== Source data ==
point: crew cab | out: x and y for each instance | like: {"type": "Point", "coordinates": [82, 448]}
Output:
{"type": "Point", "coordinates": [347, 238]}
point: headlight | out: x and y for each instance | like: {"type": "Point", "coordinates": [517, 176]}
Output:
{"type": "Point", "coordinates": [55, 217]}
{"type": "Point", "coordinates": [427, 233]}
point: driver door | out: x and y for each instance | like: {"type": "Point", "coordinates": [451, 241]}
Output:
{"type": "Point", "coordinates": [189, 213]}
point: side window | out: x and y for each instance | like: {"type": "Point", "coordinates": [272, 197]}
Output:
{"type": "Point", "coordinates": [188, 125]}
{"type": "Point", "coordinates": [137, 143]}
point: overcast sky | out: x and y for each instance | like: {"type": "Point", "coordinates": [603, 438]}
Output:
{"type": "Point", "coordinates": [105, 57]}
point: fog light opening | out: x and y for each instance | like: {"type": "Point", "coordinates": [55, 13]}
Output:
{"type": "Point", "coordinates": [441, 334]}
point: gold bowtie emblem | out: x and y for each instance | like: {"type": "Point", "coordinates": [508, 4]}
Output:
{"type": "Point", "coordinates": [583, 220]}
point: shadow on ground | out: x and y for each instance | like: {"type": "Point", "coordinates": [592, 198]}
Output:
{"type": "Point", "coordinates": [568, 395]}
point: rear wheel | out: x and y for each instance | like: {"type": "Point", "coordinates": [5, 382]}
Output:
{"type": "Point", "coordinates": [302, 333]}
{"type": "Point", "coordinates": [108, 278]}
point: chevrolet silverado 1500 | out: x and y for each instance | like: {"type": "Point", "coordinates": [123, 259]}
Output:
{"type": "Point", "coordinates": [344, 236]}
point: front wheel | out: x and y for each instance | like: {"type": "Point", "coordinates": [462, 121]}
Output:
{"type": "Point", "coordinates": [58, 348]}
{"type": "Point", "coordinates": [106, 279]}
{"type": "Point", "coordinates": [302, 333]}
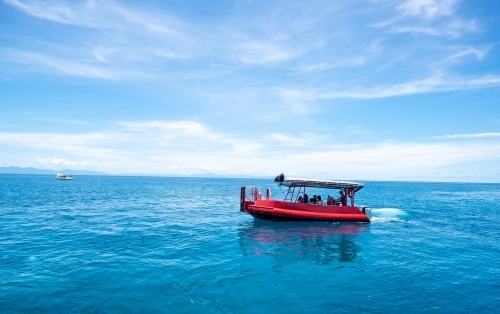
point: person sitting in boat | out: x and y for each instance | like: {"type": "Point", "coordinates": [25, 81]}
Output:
{"type": "Point", "coordinates": [342, 200]}
{"type": "Point", "coordinates": [330, 200]}
{"type": "Point", "coordinates": [319, 201]}
{"type": "Point", "coordinates": [313, 200]}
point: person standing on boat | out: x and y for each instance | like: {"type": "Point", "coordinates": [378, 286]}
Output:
{"type": "Point", "coordinates": [342, 199]}
{"type": "Point", "coordinates": [313, 199]}
{"type": "Point", "coordinates": [319, 201]}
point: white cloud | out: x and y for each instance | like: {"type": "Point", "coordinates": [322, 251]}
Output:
{"type": "Point", "coordinates": [473, 135]}
{"type": "Point", "coordinates": [435, 83]}
{"type": "Point", "coordinates": [428, 8]}
{"type": "Point", "coordinates": [134, 148]}
{"type": "Point", "coordinates": [62, 162]}
{"type": "Point", "coordinates": [479, 52]}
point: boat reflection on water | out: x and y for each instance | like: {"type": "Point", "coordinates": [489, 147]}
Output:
{"type": "Point", "coordinates": [316, 242]}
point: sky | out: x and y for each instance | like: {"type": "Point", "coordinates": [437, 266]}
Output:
{"type": "Point", "coordinates": [366, 90]}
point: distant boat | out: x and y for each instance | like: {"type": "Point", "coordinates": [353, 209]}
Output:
{"type": "Point", "coordinates": [60, 176]}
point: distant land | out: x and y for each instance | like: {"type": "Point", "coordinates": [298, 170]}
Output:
{"type": "Point", "coordinates": [31, 170]}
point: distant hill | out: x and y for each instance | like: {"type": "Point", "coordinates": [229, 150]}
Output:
{"type": "Point", "coordinates": [31, 170]}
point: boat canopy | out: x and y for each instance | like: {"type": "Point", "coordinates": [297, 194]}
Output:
{"type": "Point", "coordinates": [325, 184]}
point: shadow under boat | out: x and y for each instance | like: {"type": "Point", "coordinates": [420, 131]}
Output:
{"type": "Point", "coordinates": [289, 242]}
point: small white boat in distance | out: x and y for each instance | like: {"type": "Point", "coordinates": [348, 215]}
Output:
{"type": "Point", "coordinates": [60, 176]}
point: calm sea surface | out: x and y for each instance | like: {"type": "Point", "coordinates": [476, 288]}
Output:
{"type": "Point", "coordinates": [181, 245]}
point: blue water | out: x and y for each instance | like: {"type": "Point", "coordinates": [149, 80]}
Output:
{"type": "Point", "coordinates": [181, 245]}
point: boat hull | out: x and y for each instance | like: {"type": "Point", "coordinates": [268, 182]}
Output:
{"type": "Point", "coordinates": [287, 211]}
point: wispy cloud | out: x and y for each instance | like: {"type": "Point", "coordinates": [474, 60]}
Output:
{"type": "Point", "coordinates": [428, 8]}
{"type": "Point", "coordinates": [62, 162]}
{"type": "Point", "coordinates": [478, 52]}
{"type": "Point", "coordinates": [211, 151]}
{"type": "Point", "coordinates": [466, 136]}
{"type": "Point", "coordinates": [436, 83]}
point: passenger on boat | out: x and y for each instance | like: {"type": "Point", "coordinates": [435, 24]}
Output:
{"type": "Point", "coordinates": [313, 200]}
{"type": "Point", "coordinates": [342, 199]}
{"type": "Point", "coordinates": [330, 200]}
{"type": "Point", "coordinates": [319, 201]}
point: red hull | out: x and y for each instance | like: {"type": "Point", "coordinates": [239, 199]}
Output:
{"type": "Point", "coordinates": [280, 210]}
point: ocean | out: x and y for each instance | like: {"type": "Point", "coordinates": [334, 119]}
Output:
{"type": "Point", "coordinates": [180, 245]}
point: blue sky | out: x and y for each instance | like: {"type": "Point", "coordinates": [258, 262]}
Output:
{"type": "Point", "coordinates": [375, 90]}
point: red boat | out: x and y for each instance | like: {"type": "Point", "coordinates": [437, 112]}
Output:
{"type": "Point", "coordinates": [296, 205]}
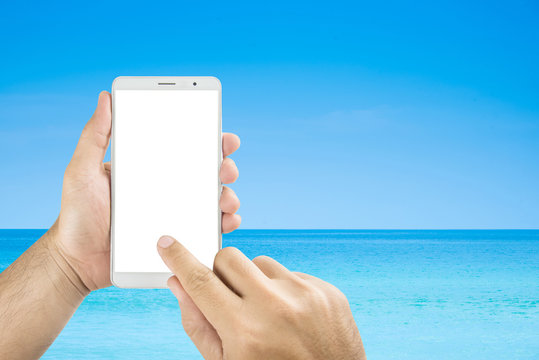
===
What the response needs is every entry, repeated exactly, and none of the pictures.

* [Output for this task]:
point: crew cab | out: x and y for each instance | like: {"type": "Point", "coordinates": [82, 448]}
Output:
{"type": "Point", "coordinates": [347, 238]}
point: headlight | out: x and y for each instance | like: {"type": "Point", "coordinates": [517, 176]}
Output:
{"type": "Point", "coordinates": [55, 217]}
{"type": "Point", "coordinates": [427, 233]}
point: driver door | out: x and y for each instance | like: {"type": "Point", "coordinates": [451, 241]}
Output:
{"type": "Point", "coordinates": [189, 213]}
point: side window | out: x and y for each instance | like: {"type": "Point", "coordinates": [272, 197]}
Output:
{"type": "Point", "coordinates": [188, 125]}
{"type": "Point", "coordinates": [137, 143]}
point: overcast sky | out: x and y for each instance | like: {"type": "Point", "coordinates": [603, 438]}
Output:
{"type": "Point", "coordinates": [105, 57]}
point: fog light opening | out: x and y for each instance | like: {"type": "Point", "coordinates": [55, 13]}
Output:
{"type": "Point", "coordinates": [441, 334]}
point: gold bowtie emblem | out: x and y for each instance | like: {"type": "Point", "coordinates": [508, 4]}
Output:
{"type": "Point", "coordinates": [583, 220]}
point: shadow on ground | out: x and y for each instance | like: {"type": "Point", "coordinates": [592, 198]}
Output:
{"type": "Point", "coordinates": [568, 395]}
point: rear wheel | out: x and y for each instance | like: {"type": "Point", "coordinates": [5, 382]}
Output:
{"type": "Point", "coordinates": [302, 333]}
{"type": "Point", "coordinates": [108, 278]}
point: chevrolet silverado 1500 | out: x and y for each instance | like: {"type": "Point", "coordinates": [123, 259]}
Output:
{"type": "Point", "coordinates": [344, 236]}
point: front wheel | out: x and y for each instance | like: {"type": "Point", "coordinates": [462, 121]}
Output:
{"type": "Point", "coordinates": [58, 348]}
{"type": "Point", "coordinates": [106, 279]}
{"type": "Point", "coordinates": [302, 333]}
point: person sitting in boat | out: x and y for each instance | like: {"type": "Point", "coordinates": [25, 81]}
Output:
{"type": "Point", "coordinates": [342, 200]}
{"type": "Point", "coordinates": [330, 200]}
{"type": "Point", "coordinates": [319, 201]}
{"type": "Point", "coordinates": [313, 200]}
point: person standing on boat | out: x and y for each instance | like: {"type": "Point", "coordinates": [378, 286]}
Output:
{"type": "Point", "coordinates": [342, 199]}
{"type": "Point", "coordinates": [313, 199]}
{"type": "Point", "coordinates": [319, 201]}
point: white cloud | out: x and y for each instance | like: {"type": "Point", "coordinates": [322, 251]}
Output:
{"type": "Point", "coordinates": [473, 135]}
{"type": "Point", "coordinates": [435, 83]}
{"type": "Point", "coordinates": [428, 8]}
{"type": "Point", "coordinates": [134, 148]}
{"type": "Point", "coordinates": [62, 162]}
{"type": "Point", "coordinates": [479, 52]}
point: boat reflection on water | out: x and y for each instance | like: {"type": "Point", "coordinates": [489, 147]}
Output:
{"type": "Point", "coordinates": [316, 242]}
point: sky | out: x and y for each instance | like: {"type": "Point", "coordinates": [437, 266]}
Output:
{"type": "Point", "coordinates": [366, 90]}
point: distant boat | out: x and y for each instance | like: {"type": "Point", "coordinates": [353, 209]}
Output:
{"type": "Point", "coordinates": [60, 176]}
point: distant land | out: x and y for each instance | like: {"type": "Point", "coordinates": [298, 170]}
Output:
{"type": "Point", "coordinates": [31, 170]}
point: distant hill | out: x and y for each instance | like: {"type": "Point", "coordinates": [229, 150]}
Output:
{"type": "Point", "coordinates": [31, 170]}
point: boat canopy | out: x and y for each instance | like: {"type": "Point", "coordinates": [297, 194]}
Output:
{"type": "Point", "coordinates": [325, 184]}
point: shadow under boat | out: x and y for each instance | like: {"type": "Point", "coordinates": [420, 131]}
Output:
{"type": "Point", "coordinates": [289, 242]}
point: small white boat in distance | out: x and y for each instance | like: {"type": "Point", "coordinates": [348, 215]}
Output:
{"type": "Point", "coordinates": [60, 176]}
point: calm sea surface | out: x and y for each instance | like: {"type": "Point", "coordinates": [476, 288]}
Output:
{"type": "Point", "coordinates": [181, 245]}
point: blue water | out: x and y for each instance | like: {"type": "Point", "coordinates": [149, 80]}
Output:
{"type": "Point", "coordinates": [181, 245]}
point: boat hull | out: x and y for each instance | like: {"type": "Point", "coordinates": [268, 182]}
Output:
{"type": "Point", "coordinates": [287, 211]}
point: wispy cloud | out: x and y for each instance | like: {"type": "Point", "coordinates": [474, 60]}
Output:
{"type": "Point", "coordinates": [428, 8]}
{"type": "Point", "coordinates": [62, 162]}
{"type": "Point", "coordinates": [478, 52]}
{"type": "Point", "coordinates": [211, 151]}
{"type": "Point", "coordinates": [466, 136]}
{"type": "Point", "coordinates": [436, 83]}
point: passenger on boat | out: x and y for each instance | like: {"type": "Point", "coordinates": [435, 24]}
Output:
{"type": "Point", "coordinates": [313, 200]}
{"type": "Point", "coordinates": [342, 199]}
{"type": "Point", "coordinates": [330, 200]}
{"type": "Point", "coordinates": [319, 201]}
point: red hull | out: x and y for each instance | like: {"type": "Point", "coordinates": [239, 199]}
Output:
{"type": "Point", "coordinates": [280, 210]}
point: ocean | out: x and y for each instance | like: {"type": "Point", "coordinates": [334, 119]}
Output:
{"type": "Point", "coordinates": [180, 245]}
point: blue sky | out: x and y for each instance | like: {"type": "Point", "coordinates": [258, 262]}
Output:
{"type": "Point", "coordinates": [375, 90]}
point: red boat | out: x and y for each instance | like: {"type": "Point", "coordinates": [437, 112]}
Output:
{"type": "Point", "coordinates": [296, 205]}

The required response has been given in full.